— EXCERPT —
It Improves Flexibility and Reduces Pain

Along with your strength, your agility and flexibility will also improve. Flexibility can be improved with practice—the more you move, the more flexible you will become. 

All that movement will get the blood flowing and the muscles relaxed. If you suffer from joint pain and chronic inflammation, regular water exercise can help. It’s important not to overdo it and cause an injury, however, and to make sure you stick with your limits. 

It Counts as Your Daily Exercise

Water exercises count toward your weekly exercise requirement. Government recommendations state that seniors need at least 2.5 hours of moderate exercise a week, which includes anything that increases your heart rate and leaves you slightly tired afterward.

If you exercise just 5 days a week, that equates to only 30 minutes a day. It’s also much better than a walk, because not only will it exercise more of your body, but you’ll feel better doing it and you can have some fun in the pool!

It Improves Heart Health

Regular exercise reduces your risk of heart disease, which is one of the biggest killers in the United States and something that impacts elderly people the most. Of course, it’s important not to overdo it and put unnecessary strain on your heart, but a few minutes of moderate exercise here and there will do you a world of good.

If you are concerned about preexisting heart conditions, consult with your physician before beginning any exercise program.

It’s Low Risk

Exercise in general is very low risk. Besides being bundled over by a stray bull or encountering a hungry mountain lion, there’s very little risk involved with a leisurely stroll on the countryside.

At the same time, if you live in a busy built-up area, that risk increases substantially, and you’ll be exposed to a lot of pollution throughout that walk. As for cycling, you’re always one fall away from suffering a serious injury.

Where aquatic exercises are concerned, the risks are minimal. It’s a low-resistance, low-effort exercise and as the water only comes to your waist, there’s no risk of drowning. Just make sure you wear some slippers and go slowly as you walk to and from the pool.

It Helps with Mental Well-Being

If you participate in an aquatic exercise class, the social interaction can provide a massive boost to your well-being. You’ll have something to look forward to every week, with friends to meet, people to speak to, and more. In addition, you’ll get all the benefits provided by a dose of endorphins.

It’s a great way to reduce stress, potentially reducing your risk of everything from depression to anxiety and insomnia. Research has also shown that loneliness is one of the biggest problems in seniors and can contribute to a range of mental and physical disorders. Kick this to the curb and you’ll improve your well-being significantly.

— DATASET CONTENT —
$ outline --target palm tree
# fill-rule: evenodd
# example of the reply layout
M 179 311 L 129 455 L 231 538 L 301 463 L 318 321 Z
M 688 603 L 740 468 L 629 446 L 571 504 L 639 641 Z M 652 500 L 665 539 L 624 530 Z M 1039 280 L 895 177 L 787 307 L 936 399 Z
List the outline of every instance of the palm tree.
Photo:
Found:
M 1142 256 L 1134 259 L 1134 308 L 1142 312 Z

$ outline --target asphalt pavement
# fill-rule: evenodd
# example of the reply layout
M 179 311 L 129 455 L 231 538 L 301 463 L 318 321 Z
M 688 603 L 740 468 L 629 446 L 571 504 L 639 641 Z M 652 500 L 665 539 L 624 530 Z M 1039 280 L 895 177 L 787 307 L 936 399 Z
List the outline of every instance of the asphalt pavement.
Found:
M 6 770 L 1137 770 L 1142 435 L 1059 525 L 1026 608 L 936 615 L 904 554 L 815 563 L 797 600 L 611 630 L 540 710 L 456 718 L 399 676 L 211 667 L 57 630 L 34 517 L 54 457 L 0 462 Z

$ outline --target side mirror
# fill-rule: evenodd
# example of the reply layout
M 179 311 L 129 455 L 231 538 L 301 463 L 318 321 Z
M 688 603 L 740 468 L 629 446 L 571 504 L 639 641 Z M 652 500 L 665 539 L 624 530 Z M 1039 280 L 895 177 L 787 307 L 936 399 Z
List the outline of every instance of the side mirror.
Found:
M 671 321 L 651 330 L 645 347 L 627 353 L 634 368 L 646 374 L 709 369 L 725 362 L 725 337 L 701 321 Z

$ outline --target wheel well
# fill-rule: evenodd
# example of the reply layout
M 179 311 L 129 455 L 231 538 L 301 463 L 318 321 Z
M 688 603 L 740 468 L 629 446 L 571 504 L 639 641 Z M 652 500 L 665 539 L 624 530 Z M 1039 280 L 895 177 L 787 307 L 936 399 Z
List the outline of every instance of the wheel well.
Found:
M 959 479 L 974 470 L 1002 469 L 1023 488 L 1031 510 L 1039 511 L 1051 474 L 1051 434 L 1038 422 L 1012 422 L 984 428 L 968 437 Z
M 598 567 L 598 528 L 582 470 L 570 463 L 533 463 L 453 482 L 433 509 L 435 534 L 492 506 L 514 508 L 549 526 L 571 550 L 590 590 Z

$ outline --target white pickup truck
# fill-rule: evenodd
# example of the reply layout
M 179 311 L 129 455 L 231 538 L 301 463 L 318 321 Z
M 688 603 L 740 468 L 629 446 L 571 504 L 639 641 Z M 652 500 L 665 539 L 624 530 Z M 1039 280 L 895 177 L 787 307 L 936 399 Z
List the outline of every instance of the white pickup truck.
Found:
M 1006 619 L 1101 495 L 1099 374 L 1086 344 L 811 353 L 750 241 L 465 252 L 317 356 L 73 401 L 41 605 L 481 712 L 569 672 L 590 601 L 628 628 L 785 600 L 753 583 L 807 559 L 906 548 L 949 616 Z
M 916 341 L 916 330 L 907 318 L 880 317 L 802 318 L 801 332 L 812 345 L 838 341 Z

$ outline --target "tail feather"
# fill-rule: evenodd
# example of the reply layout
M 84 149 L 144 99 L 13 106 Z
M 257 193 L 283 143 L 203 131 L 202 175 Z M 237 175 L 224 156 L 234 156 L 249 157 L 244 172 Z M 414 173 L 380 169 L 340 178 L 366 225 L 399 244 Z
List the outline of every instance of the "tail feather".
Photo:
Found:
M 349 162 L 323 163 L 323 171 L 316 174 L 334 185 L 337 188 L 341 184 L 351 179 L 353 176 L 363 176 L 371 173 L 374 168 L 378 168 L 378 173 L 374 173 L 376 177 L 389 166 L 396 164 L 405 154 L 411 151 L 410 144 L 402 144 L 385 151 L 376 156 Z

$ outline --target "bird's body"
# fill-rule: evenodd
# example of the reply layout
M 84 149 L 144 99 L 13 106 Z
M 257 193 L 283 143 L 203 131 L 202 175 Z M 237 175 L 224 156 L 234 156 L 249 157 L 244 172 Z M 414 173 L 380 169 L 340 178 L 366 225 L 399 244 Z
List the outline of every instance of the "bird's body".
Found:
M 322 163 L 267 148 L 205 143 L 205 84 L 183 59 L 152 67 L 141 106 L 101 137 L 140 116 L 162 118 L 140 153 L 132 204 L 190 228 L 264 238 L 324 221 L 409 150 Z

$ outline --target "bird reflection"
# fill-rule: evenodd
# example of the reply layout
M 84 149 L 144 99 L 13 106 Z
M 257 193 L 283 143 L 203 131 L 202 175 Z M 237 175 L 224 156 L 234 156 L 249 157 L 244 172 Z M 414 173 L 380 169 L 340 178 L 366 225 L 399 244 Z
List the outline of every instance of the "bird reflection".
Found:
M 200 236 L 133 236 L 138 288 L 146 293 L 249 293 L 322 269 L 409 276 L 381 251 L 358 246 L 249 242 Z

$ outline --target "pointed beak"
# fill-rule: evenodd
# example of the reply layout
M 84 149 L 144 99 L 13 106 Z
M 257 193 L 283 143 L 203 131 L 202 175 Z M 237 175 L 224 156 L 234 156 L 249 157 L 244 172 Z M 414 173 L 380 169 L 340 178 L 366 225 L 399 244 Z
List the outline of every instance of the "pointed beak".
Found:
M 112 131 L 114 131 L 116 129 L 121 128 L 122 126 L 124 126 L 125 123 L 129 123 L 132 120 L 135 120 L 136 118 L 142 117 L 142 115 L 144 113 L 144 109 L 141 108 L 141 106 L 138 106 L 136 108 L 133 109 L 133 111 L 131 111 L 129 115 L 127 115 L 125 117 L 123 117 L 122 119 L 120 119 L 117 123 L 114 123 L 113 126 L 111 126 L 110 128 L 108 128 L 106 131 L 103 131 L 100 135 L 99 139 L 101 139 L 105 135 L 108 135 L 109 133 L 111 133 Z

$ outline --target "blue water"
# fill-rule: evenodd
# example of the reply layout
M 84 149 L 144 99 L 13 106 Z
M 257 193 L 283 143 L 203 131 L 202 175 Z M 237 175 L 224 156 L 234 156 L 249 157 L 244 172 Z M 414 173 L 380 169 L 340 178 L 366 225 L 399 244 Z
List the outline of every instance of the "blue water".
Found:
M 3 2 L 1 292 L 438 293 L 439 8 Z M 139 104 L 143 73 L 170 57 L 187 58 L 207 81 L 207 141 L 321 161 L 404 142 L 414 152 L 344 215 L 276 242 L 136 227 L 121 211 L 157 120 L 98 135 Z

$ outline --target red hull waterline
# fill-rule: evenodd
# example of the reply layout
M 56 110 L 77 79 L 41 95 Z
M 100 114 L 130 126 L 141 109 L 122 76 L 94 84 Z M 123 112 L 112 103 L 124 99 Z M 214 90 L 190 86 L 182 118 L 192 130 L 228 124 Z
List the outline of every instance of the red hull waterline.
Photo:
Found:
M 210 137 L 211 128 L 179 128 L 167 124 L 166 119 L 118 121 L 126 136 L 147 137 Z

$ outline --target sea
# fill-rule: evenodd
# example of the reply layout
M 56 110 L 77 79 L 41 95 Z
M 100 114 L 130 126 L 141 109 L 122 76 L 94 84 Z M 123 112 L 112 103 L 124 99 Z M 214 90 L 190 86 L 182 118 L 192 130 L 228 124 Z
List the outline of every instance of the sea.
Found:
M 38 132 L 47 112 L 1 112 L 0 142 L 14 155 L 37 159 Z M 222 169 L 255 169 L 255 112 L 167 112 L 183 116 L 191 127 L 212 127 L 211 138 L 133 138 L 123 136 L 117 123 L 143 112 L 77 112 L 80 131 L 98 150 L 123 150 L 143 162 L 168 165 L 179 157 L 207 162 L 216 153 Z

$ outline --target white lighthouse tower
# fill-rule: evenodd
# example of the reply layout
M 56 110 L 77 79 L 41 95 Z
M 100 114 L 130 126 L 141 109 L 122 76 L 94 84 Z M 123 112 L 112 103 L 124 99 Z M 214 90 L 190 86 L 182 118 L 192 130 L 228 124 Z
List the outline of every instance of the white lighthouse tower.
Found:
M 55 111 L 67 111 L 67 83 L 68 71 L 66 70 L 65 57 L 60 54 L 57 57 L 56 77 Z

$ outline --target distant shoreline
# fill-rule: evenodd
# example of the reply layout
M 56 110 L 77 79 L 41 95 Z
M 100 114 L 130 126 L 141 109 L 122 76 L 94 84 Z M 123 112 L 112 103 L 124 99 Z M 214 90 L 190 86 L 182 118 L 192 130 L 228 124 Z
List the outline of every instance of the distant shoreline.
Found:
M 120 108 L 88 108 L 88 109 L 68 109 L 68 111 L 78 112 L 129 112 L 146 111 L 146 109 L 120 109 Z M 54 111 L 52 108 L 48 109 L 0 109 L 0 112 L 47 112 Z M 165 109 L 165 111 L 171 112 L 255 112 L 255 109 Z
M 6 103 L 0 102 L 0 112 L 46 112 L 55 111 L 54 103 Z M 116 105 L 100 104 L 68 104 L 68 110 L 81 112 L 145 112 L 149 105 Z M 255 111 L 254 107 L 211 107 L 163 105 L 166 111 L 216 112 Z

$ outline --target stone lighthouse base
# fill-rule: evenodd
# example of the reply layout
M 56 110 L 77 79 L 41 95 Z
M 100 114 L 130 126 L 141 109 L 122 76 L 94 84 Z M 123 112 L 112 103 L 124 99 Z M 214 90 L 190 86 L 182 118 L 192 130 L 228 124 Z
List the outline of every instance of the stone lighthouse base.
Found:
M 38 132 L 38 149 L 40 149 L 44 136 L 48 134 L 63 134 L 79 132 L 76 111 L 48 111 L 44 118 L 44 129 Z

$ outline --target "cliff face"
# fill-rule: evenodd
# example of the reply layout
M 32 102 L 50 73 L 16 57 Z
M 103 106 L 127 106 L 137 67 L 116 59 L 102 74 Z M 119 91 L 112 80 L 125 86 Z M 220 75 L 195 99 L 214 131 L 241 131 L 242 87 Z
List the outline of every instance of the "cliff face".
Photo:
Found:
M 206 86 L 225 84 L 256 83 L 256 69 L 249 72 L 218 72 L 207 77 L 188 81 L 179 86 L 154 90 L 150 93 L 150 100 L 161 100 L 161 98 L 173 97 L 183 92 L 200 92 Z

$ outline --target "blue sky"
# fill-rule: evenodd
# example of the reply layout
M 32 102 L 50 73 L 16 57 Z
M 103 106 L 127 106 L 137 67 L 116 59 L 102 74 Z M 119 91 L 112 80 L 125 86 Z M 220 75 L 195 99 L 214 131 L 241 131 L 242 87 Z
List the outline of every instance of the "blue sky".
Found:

— EXERCISE REQUIREMENTS —
Answer these questions using the excerpt on water exercise:
1. According to government recommendations, how much moderate exercise do seniors need each week?
2. Why does the excerpt say there is no risk of drowning in aquatic exercise?
3. What does the excerpt advise wearing when walking to and from the pool?
The rows play no part here.

— ANSWER SPACE —
1. At least 2.5 hours of moderate exercise a week.
2. The water only comes to your waist.
3. Slippers.